Hillary Clinton recently asserted that if she were president and Iran launched a nuclear attack on Israel, the United States would retaliate with strikes that could “totally obliterate” Iran. Here in America her pledge has ignited a flurry of commentary, most of which is likely to be forgotten after the presidential campaign is over. In Iran, it ought to have a sobering, long-term impact.

Iranians appear to have been surprised, even shocked, by Clinton’s stark language. Apologists for the mullahs’ regime and anti-regime exiles alike have filled the blogosphere with offended criticism; some even went so far as to accuse Clinton of espousing “genocide.” Such reactions demonstrate a naive failure to understand the real consequences of acquiring nuclear weapons.

Clinton’s language may seem bellicose, but the substance is hardly new. For decades it has been fundamental to American strategic policy that any country that attacked an American ally with nuclear weapons would face the possibility of nuclear retaliation from us.

This is true whether the ally is Iceland, Australia, Canada, Turkey or Israel. And it is true regardless of the identity, motivation or religious conviction of the attacker. Clinton was asked about Iran, but her answer could be equally applicable to, for example, North Korea.

Iran denies that it is seeking nuclear weapons. It can only be hoped that those denials represent the truth, but if they do not, Clinton’s comments should represent a forceful reality check for Tehran: To possess such weapons is to create the possibility of massive retaliation if you use them, or preemptive strikes if you threaten to use them.

Iranians of every political persuasion need to understand that the development of nuclear weapons would ipso facto propel their country into a dangerous environment in which it would be not only possible but inevitable that their use would bring on reprisals in kind, and in which fatal mistakes could be made.

__Given instruction__. For each statement, say yes or no on whether it agrees with the passage on Clinton's Iran pledge above, and quote the words of the passage that decide it: (a) The passage presents nuclear retaliation for an attack on an American ally as a new policy. (b) Some critics accused Clinton of espousing genocide. (c) Iran admits that it is seeking nuclear weapons.

__Listed records__.
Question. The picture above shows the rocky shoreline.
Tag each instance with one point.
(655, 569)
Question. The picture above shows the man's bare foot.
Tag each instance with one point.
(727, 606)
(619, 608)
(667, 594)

__Solution to this exercise__.
(a) No: "For decades it has been fundamental to American strategic policy that any country that attacked an American ally with nuclear weapons would face the possibility of nuclear retaliation from us."
(b) Yes: "some even went so far as to accuse Clinton of espousing “genocide.”"
(c) No: "Iran denies that it is seeking nuclear weapons."